▸ Work to complete:
Transcribe each line below verbatim; pictures excluded.
____ Data in this exercise
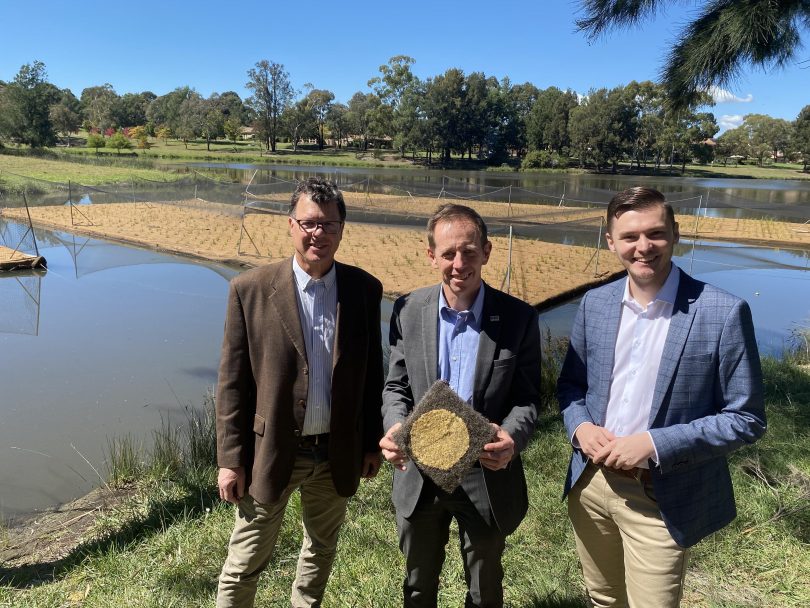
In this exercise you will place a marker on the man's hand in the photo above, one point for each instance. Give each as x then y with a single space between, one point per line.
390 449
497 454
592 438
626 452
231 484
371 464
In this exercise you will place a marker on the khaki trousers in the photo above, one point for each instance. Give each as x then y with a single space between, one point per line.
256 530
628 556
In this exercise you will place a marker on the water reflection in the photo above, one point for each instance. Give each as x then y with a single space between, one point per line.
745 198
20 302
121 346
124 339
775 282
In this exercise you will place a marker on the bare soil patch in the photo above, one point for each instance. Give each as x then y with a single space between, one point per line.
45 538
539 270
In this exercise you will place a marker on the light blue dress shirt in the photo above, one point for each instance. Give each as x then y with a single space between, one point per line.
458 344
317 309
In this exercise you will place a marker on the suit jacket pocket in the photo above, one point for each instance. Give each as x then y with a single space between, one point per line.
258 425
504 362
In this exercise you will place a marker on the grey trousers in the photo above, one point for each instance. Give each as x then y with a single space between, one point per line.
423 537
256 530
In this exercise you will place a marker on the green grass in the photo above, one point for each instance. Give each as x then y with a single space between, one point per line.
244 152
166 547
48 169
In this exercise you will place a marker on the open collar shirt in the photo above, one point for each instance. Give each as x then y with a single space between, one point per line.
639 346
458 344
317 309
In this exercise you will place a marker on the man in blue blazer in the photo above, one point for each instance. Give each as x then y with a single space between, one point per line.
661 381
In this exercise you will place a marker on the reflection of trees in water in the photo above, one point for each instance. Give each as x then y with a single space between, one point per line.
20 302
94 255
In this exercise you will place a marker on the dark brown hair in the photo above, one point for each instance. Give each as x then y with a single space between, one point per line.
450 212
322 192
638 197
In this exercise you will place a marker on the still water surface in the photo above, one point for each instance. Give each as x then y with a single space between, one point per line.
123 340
________
▸ Reply:
In this exercise you will place a marker on the man's hand in the photo above, one point for each instance. Give each as x then y with a single space between, one point per line.
390 449
497 454
592 438
626 452
231 484
371 464
In this exercise you will place a marker on the khaki trousers in the photo above, one point for each instance. Give each as x then y with a single space between, one point per line.
256 530
628 556
In this exercise you will place a marker on the water reflection in the photo above, one point for each instance. Give each as x then y with a single space between, one point per line.
745 198
20 302
121 346
124 339
775 282
In this exercise you will place a marker on the bare soil patch in the photo above, one point for each instance. Give each as x then y with a single space between, one point per line.
45 538
539 270
In this exercise you will place a marker on the light blue dress shirt in the photo above, one point for each instance. Give each as x then y with a single space between, one point per line.
458 344
317 309
In this exercise you will place a marker on the suit jacket pocket in the photo above, one point for each instance. Give each as x then y with a single space between, one point per line.
258 425
504 362
In this exercise you will place a marker on the grey trousers in the photo above, one point for each instance. Give each as x then y with a single space between, one point per line.
423 537
256 530
In this exercise you will place a marker on the green grass in the photo above, one point for each instance. Give each as x then y with a single space between, one point per line.
244 152
166 547
48 169
In this exercise you will place a marker on the open collar shirt in the photo above, one point for each instance. Give each as x then y with a single space between, one point per line.
639 346
458 344
317 309
In this exercise you will place a marker on the man in blue blazer in the photo above, one point for each instance. Give each as x then y with a single space between, one point per line.
661 381
In this exercise you will place a marker on the reflection of trees in water in the photo above, one point for each instance. Give each as x then y with a single space between, one point per line.
20 302
94 255
In this exercise you will place a marker on the dark brown hair in the photo above, one point for each instance. Give each as x then y with a single space between, one point per line.
450 212
322 192
638 197
In this exercise you will place a marker on the still water surface in the photo above, one point for each instance. Give each as x then y with a single space between, one point per line.
123 340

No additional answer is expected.